● Text section:
[start]

The results of Experiment 1, more specifically, showed that rats acquired a positive more rapidly than a negative patterning discrimination, but learned both of these tasks more quickly and/or successfully than other rats trained with a biconditional discrimination. Further, in Experiment 2 we observed that rats failed to learn a biconditional task with a non-differential outcome procedure. These results are generally consistent with the findings of Harris et al. (2008) and Harris and Livesey (2008) and with theorizing that emphasizes the importance of salience interactions among stimulus elements (e.g, Harris, 2006). Elemental (Rescorla & Wagner, 1972) and configural (Pearce, 1994) processes predict that biconditional tasks should be learned more quickly than the negative patterning task used here. However, we may note that Pearce’s configural theory (Pearce, 1994) could explain these findings if we assume that the two auditory stimuli used here shared a common feature and the two visual stimuli also shared a different common feature. On the other hand, when we increased the stimulus durations and eliminated any gross differences between the conditioned response topographies produced by our different USs in Experiment 3, we once again observed rapid positive patterning learning but also that the biconditional discrimination was easier to learn than the negative patterning task. These data support those of Whitlow and Loatman (2015) that were collected under very different circumstances, and run counter to the findings of Harris and his colleagues. There are several different ways in which we might understand these different sets of findings, each of which suggest additional avenues for research.

[end]

● Contour labeling entries:

[start]

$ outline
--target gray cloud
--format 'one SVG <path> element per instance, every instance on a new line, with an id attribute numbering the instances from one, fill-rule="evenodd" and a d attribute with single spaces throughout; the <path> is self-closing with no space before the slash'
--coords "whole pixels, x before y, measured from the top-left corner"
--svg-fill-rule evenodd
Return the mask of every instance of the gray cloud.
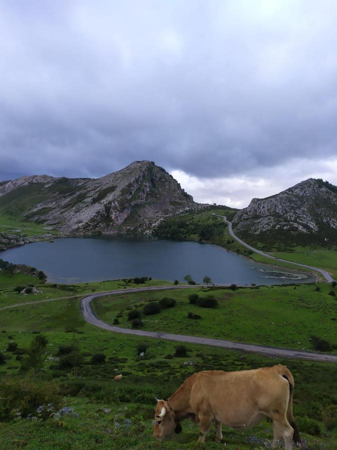
<path id="1" fill-rule="evenodd" d="M 0 178 L 148 159 L 298 182 L 337 152 L 337 19 L 334 0 L 2 2 Z"/>

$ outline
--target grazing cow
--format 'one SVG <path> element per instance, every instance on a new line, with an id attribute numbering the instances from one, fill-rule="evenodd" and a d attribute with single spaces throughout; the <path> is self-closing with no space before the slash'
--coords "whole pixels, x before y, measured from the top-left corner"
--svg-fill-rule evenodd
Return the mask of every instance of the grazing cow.
<path id="1" fill-rule="evenodd" d="M 215 422 L 216 440 L 222 438 L 221 424 L 234 428 L 254 426 L 264 418 L 273 422 L 273 448 L 283 438 L 286 450 L 300 442 L 293 416 L 294 378 L 278 364 L 251 370 L 207 370 L 189 377 L 167 400 L 157 400 L 153 436 L 159 440 L 182 430 L 180 421 L 200 424 L 198 442 Z M 287 420 L 287 414 L 289 422 Z"/>
<path id="2" fill-rule="evenodd" d="M 118 381 L 119 380 L 121 380 L 123 376 L 121 374 L 120 375 L 116 375 L 115 376 L 113 377 L 113 381 Z"/>

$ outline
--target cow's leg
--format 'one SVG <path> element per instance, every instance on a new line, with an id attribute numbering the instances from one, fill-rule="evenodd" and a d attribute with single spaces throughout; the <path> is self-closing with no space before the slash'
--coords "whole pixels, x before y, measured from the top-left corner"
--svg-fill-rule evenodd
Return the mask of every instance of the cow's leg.
<path id="1" fill-rule="evenodd" d="M 215 440 L 217 442 L 221 442 L 222 439 L 222 432 L 221 431 L 221 422 L 216 421 L 215 422 Z"/>
<path id="2" fill-rule="evenodd" d="M 275 446 L 277 438 L 282 436 L 285 440 L 285 450 L 292 450 L 294 430 L 290 426 L 288 421 L 286 418 L 283 420 L 281 419 L 276 420 L 273 418 L 273 424 L 274 426 L 274 440 L 272 445 Z"/>
<path id="3" fill-rule="evenodd" d="M 205 436 L 206 436 L 206 434 L 208 431 L 208 428 L 209 428 L 209 426 L 212 422 L 212 421 L 214 418 L 214 416 L 212 416 L 210 414 L 200 414 L 199 413 L 199 420 L 200 422 L 200 427 L 199 429 L 200 430 L 200 436 L 198 440 L 198 442 L 205 442 Z"/>

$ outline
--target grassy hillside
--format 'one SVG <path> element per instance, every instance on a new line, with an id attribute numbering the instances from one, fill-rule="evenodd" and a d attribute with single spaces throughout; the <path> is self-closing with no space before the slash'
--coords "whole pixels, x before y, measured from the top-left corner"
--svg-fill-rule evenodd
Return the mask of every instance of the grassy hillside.
<path id="1" fill-rule="evenodd" d="M 319 290 L 317 290 L 317 289 Z M 312 335 L 332 344 L 337 351 L 336 297 L 329 294 L 337 289 L 331 284 L 204 289 L 121 294 L 96 299 L 93 308 L 105 322 L 113 323 L 116 316 L 120 325 L 130 328 L 128 314 L 141 312 L 144 330 L 215 338 L 260 345 L 311 350 Z M 191 304 L 188 296 L 201 298 L 212 294 L 218 302 L 214 308 Z M 144 306 L 160 298 L 176 300 L 176 306 L 146 316 Z M 201 316 L 189 318 L 192 312 Z M 257 326 L 259 324 L 259 326 Z"/>
<path id="2" fill-rule="evenodd" d="M 6 394 L 3 396 L 8 398 L 10 396 L 10 406 L 12 406 L 12 418 L 4 416 L 7 400 L 4 404 L 0 399 L 0 418 L 0 418 L 0 448 L 24 448 L 35 450 L 194 448 L 199 430 L 197 426 L 187 421 L 183 422 L 183 432 L 175 436 L 171 441 L 160 444 L 154 441 L 152 436 L 154 396 L 166 398 L 188 376 L 200 370 L 249 369 L 279 362 L 286 364 L 295 377 L 295 419 L 307 448 L 332 450 L 337 446 L 337 424 L 334 415 L 334 405 L 337 402 L 336 365 L 281 360 L 193 345 L 187 346 L 186 356 L 169 358 L 169 354 L 174 354 L 178 343 L 115 334 L 91 326 L 83 319 L 79 309 L 80 298 L 75 296 L 112 286 L 122 290 L 127 283 L 116 281 L 70 286 L 44 285 L 39 286 L 43 290 L 43 294 L 36 296 L 23 296 L 13 292 L 15 286 L 28 281 L 13 276 L 10 286 L 8 278 L 5 280 L 5 284 L 1 284 L 0 279 L 0 304 L 27 302 L 35 299 L 42 300 L 47 296 L 73 296 L 0 312 L 0 354 L 4 356 L 0 364 L 0 392 L 3 392 L 5 389 Z M 36 279 L 31 278 L 30 281 L 36 284 Z M 151 280 L 150 282 L 157 282 Z M 302 288 L 314 289 L 312 286 L 297 288 L 295 292 L 298 294 Z M 282 297 L 283 292 L 286 292 L 283 290 L 288 288 L 274 288 L 266 292 L 271 298 L 276 300 L 278 296 Z M 304 298 L 308 298 L 307 306 L 314 302 L 313 297 L 309 298 L 310 292 L 304 290 L 302 294 Z M 240 290 L 233 294 L 235 296 L 240 294 L 240 301 L 245 305 L 248 302 L 247 292 L 262 292 L 261 289 Z M 276 292 L 279 294 L 276 294 Z M 170 292 L 170 296 L 172 294 Z M 331 299 L 326 298 L 324 291 L 318 292 L 318 295 L 320 302 L 318 300 L 314 302 L 313 314 L 317 314 L 319 321 L 322 320 L 323 310 L 327 310 L 326 300 L 329 304 L 328 300 Z M 262 296 L 263 301 L 267 302 L 268 295 Z M 133 300 L 138 304 L 141 301 L 140 298 Z M 257 300 L 255 298 L 253 302 L 252 298 L 251 304 Z M 239 301 L 239 299 L 236 301 Z M 229 298 L 229 304 L 230 302 Z M 320 305 L 322 310 L 318 308 Z M 295 308 L 296 305 L 293 306 Z M 291 307 L 292 302 L 287 304 L 287 308 Z M 127 308 L 124 314 L 129 310 Z M 199 309 L 202 310 L 201 315 L 204 320 L 211 312 Z M 305 317 L 306 320 L 307 316 Z M 155 320 L 155 316 L 153 318 Z M 264 318 L 260 315 L 259 326 L 267 326 L 269 320 L 269 318 Z M 304 316 L 303 322 L 301 326 L 305 325 Z M 48 340 L 45 347 L 47 359 L 39 371 L 27 378 L 26 373 L 19 372 L 22 358 L 27 354 L 25 349 L 28 348 L 34 338 L 41 334 Z M 12 342 L 17 346 L 15 348 Z M 138 356 L 137 347 L 141 343 L 147 347 L 144 358 Z M 77 366 L 61 366 L 64 358 L 57 354 L 62 345 L 72 348 L 73 360 L 80 354 Z M 13 348 L 16 350 L 10 351 Z M 105 356 L 104 362 L 93 364 L 93 356 L 100 353 Z M 113 382 L 113 376 L 121 372 L 123 374 L 122 380 Z M 34 404 L 32 400 L 30 419 L 22 416 L 19 408 L 15 409 L 18 404 L 22 407 L 22 396 L 16 398 L 14 394 L 19 390 L 24 380 L 26 399 L 29 398 L 30 390 L 34 388 L 38 388 L 46 396 L 43 398 L 45 400 L 39 398 L 41 404 Z M 47 406 L 45 404 L 42 410 L 38 407 L 48 402 L 48 392 L 51 391 L 56 396 L 55 401 L 60 402 L 63 406 L 72 408 L 73 412 L 63 410 L 56 416 L 42 420 L 45 416 L 43 408 Z M 104 412 L 103 408 L 108 409 Z M 49 415 L 48 412 L 47 416 Z M 230 450 L 238 448 L 243 450 L 264 448 L 270 445 L 272 439 L 272 427 L 267 422 L 250 430 L 234 430 L 225 426 L 223 428 L 226 448 Z M 219 448 L 214 442 L 214 427 L 207 436 L 205 444 L 198 448 Z"/>

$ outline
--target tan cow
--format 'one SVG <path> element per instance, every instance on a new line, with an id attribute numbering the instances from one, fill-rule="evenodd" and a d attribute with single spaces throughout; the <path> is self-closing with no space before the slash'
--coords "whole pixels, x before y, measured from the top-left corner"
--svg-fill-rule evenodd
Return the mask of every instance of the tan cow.
<path id="1" fill-rule="evenodd" d="M 300 442 L 293 416 L 293 376 L 280 364 L 236 372 L 199 372 L 188 378 L 167 402 L 157 400 L 153 436 L 162 440 L 175 431 L 180 432 L 180 421 L 189 418 L 200 424 L 198 442 L 204 442 L 213 422 L 216 440 L 220 442 L 222 424 L 244 428 L 269 418 L 274 428 L 273 448 L 283 437 L 286 450 L 291 450 L 293 439 Z"/>
<path id="2" fill-rule="evenodd" d="M 113 377 L 113 381 L 118 381 L 119 380 L 121 380 L 123 376 L 121 374 L 120 375 L 116 375 Z"/>

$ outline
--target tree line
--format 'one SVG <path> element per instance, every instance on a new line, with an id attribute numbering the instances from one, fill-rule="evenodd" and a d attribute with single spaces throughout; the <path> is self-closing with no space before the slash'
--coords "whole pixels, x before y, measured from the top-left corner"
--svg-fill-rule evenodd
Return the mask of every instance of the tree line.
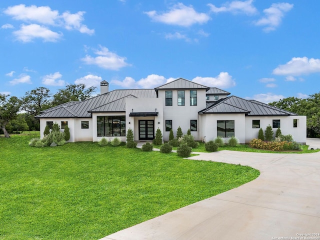
<path id="1" fill-rule="evenodd" d="M 52 94 L 40 86 L 27 92 L 18 98 L 0 94 L 0 134 L 26 130 L 39 130 L 40 122 L 35 118 L 42 111 L 70 101 L 82 101 L 92 96 L 96 88 L 86 88 L 84 84 L 68 84 Z"/>

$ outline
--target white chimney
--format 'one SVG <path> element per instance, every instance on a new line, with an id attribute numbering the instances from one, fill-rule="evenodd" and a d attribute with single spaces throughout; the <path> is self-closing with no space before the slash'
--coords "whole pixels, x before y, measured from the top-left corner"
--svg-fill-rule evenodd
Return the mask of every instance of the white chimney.
<path id="1" fill-rule="evenodd" d="M 106 94 L 109 92 L 109 84 L 106 80 L 100 82 L 100 94 Z"/>

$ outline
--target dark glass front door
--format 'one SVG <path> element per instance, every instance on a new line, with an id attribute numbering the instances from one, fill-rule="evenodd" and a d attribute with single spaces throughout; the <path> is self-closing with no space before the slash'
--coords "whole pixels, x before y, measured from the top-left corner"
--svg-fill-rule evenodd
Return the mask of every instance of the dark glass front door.
<path id="1" fill-rule="evenodd" d="M 152 140 L 154 138 L 154 121 L 139 120 L 139 140 Z"/>

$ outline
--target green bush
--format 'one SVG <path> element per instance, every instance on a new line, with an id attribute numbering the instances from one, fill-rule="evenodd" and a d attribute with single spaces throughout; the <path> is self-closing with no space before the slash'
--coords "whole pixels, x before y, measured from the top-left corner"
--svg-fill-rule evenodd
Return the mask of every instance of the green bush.
<path id="1" fill-rule="evenodd" d="M 29 146 L 34 146 L 36 142 L 39 140 L 40 140 L 40 138 L 32 138 L 31 140 L 30 140 L 30 142 L 29 142 Z"/>
<path id="2" fill-rule="evenodd" d="M 44 136 L 46 136 L 49 134 L 50 133 L 50 128 L 48 125 L 46 125 L 44 128 Z"/>
<path id="3" fill-rule="evenodd" d="M 224 145 L 224 141 L 220 136 L 216 137 L 214 142 L 218 145 L 218 146 L 222 146 Z"/>
<path id="4" fill-rule="evenodd" d="M 214 142 L 212 140 L 204 144 L 206 150 L 208 152 L 216 152 L 218 150 L 218 147 L 219 146 L 218 144 Z"/>
<path id="5" fill-rule="evenodd" d="M 160 152 L 163 154 L 168 154 L 172 151 L 172 146 L 168 144 L 164 144 L 160 147 Z"/>
<path id="6" fill-rule="evenodd" d="M 64 138 L 66 141 L 68 141 L 70 139 L 70 130 L 68 125 L 66 125 L 64 127 Z"/>
<path id="7" fill-rule="evenodd" d="M 161 145 L 162 144 L 162 133 L 160 128 L 156 130 L 156 138 L 152 141 L 154 145 Z"/>
<path id="8" fill-rule="evenodd" d="M 168 144 L 169 145 L 172 146 L 179 146 L 180 145 L 180 142 L 177 138 L 174 138 L 172 140 L 170 140 Z"/>
<path id="9" fill-rule="evenodd" d="M 271 141 L 274 138 L 274 130 L 270 125 L 268 125 L 264 131 L 264 140 L 268 142 Z"/>
<path id="10" fill-rule="evenodd" d="M 181 130 L 181 128 L 180 126 L 176 130 L 176 139 L 179 139 L 180 138 L 182 138 L 182 136 L 184 134 L 182 132 L 182 130 Z"/>
<path id="11" fill-rule="evenodd" d="M 142 146 L 141 150 L 144 152 L 151 152 L 154 148 L 154 146 L 150 142 L 146 142 Z"/>
<path id="12" fill-rule="evenodd" d="M 238 138 L 234 136 L 229 138 L 229 140 L 228 142 L 228 144 L 230 146 L 236 146 L 238 143 L 239 141 Z"/>
<path id="13" fill-rule="evenodd" d="M 259 133 L 258 134 L 258 139 L 260 139 L 262 141 L 264 140 L 264 130 L 262 128 L 260 128 L 259 130 Z"/>
<path id="14" fill-rule="evenodd" d="M 180 156 L 184 158 L 188 158 L 190 156 L 191 152 L 192 152 L 192 148 L 188 146 L 186 143 L 182 143 L 176 150 L 176 153 Z"/>
<path id="15" fill-rule="evenodd" d="M 111 145 L 114 146 L 118 146 L 119 145 L 120 145 L 120 144 L 121 144 L 121 141 L 118 138 L 117 138 L 116 136 L 111 140 L 110 143 L 111 144 Z"/>
<path id="16" fill-rule="evenodd" d="M 171 128 L 170 130 L 170 133 L 169 134 L 169 140 L 172 140 L 174 138 L 174 131 L 172 128 Z"/>
<path id="17" fill-rule="evenodd" d="M 98 144 L 100 146 L 106 146 L 108 144 L 108 140 L 104 137 L 98 142 Z"/>

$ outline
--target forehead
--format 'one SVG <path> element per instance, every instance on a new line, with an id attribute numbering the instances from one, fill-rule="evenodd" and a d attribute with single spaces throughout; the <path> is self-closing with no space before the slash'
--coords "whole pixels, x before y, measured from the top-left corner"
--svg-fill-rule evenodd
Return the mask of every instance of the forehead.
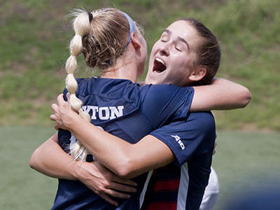
<path id="1" fill-rule="evenodd" d="M 174 38 L 181 37 L 188 43 L 195 42 L 199 36 L 195 29 L 186 20 L 178 20 L 171 24 L 167 28 Z"/>

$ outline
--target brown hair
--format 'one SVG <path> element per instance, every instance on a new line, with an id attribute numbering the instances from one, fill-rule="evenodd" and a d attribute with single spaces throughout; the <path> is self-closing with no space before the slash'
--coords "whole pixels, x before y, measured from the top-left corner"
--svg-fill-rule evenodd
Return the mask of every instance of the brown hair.
<path id="1" fill-rule="evenodd" d="M 192 62 L 192 68 L 204 67 L 206 75 L 192 85 L 210 84 L 220 66 L 220 49 L 216 36 L 202 22 L 194 18 L 180 18 L 178 20 L 187 21 L 200 36 L 201 41 L 197 46 L 197 57 Z"/>

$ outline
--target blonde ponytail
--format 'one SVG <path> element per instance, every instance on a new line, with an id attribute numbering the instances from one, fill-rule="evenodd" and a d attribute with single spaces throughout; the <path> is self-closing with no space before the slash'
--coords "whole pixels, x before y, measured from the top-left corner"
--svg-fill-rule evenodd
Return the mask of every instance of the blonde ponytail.
<path id="1" fill-rule="evenodd" d="M 76 91 L 78 89 L 78 83 L 75 79 L 74 74 L 78 68 L 77 56 L 80 55 L 83 50 L 82 37 L 88 33 L 90 27 L 88 13 L 83 10 L 76 10 L 76 16 L 73 22 L 75 31 L 75 36 L 70 43 L 70 57 L 68 58 L 65 69 L 67 71 L 66 78 L 66 87 L 70 93 L 70 104 L 79 115 L 88 122 L 90 122 L 90 115 L 83 111 L 81 108 L 83 102 L 76 96 Z M 78 158 L 85 161 L 89 153 L 85 148 L 77 140 L 77 141 L 70 146 L 70 151 L 74 160 Z"/>

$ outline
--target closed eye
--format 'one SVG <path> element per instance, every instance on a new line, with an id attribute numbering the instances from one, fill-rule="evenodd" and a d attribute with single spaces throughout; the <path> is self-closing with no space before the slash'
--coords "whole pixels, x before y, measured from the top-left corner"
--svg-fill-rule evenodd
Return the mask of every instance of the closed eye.
<path id="1" fill-rule="evenodd" d="M 175 47 L 175 49 L 177 50 L 179 52 L 182 52 L 182 50 L 180 48 L 177 48 L 177 47 Z"/>

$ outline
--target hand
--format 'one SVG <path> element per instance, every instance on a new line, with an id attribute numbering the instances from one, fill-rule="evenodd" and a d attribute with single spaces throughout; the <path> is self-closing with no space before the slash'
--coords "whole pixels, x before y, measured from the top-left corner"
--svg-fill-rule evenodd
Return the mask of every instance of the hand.
<path id="1" fill-rule="evenodd" d="M 67 126 L 65 122 L 70 120 L 71 116 L 77 115 L 76 113 L 71 108 L 69 101 L 69 94 L 66 94 L 68 102 L 65 102 L 63 98 L 63 94 L 60 94 L 57 98 L 57 104 L 52 104 L 51 108 L 55 112 L 55 114 L 51 115 L 50 118 L 51 120 L 55 121 L 57 123 L 55 125 L 55 130 L 62 128 L 67 130 Z"/>
<path id="2" fill-rule="evenodd" d="M 214 149 L 213 150 L 213 155 L 216 154 L 216 147 L 217 146 L 217 141 L 215 141 Z"/>
<path id="3" fill-rule="evenodd" d="M 118 206 L 118 204 L 113 201 L 108 195 L 129 198 L 130 195 L 120 192 L 135 192 L 136 183 L 130 179 L 118 177 L 107 168 L 102 165 L 98 161 L 92 162 L 79 162 L 80 164 L 77 175 L 78 179 L 88 188 L 99 195 L 108 203 Z"/>

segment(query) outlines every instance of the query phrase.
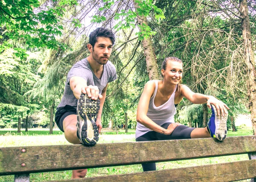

[end]

● Task list:
1. Using the patterning text, answer each question briefly:
(a) In Experiment 1, which discrimination did rats acquire more rapidly than a negative patterning discrimination?
(b) In Experiment 2, with what kind of outcome procedure did rats fail to learn a biconditional task?
(c) In Experiment 3, which was easier to learn, the biconditional discrimination or the negative patterning task?
2. Select every line of the entries that contains the word "dark", treating uppercase and lowercase letters as different.
The patterning text and the entries were taken from separate sources.

● Answers to the exercise:
1.
(a) A positive patterning discrimination.
(b) A non-differential outcome procedure.
(c) The biconditional discrimination.

2.
--target dark glass front door
Return the mask of every instance of the dark glass front door.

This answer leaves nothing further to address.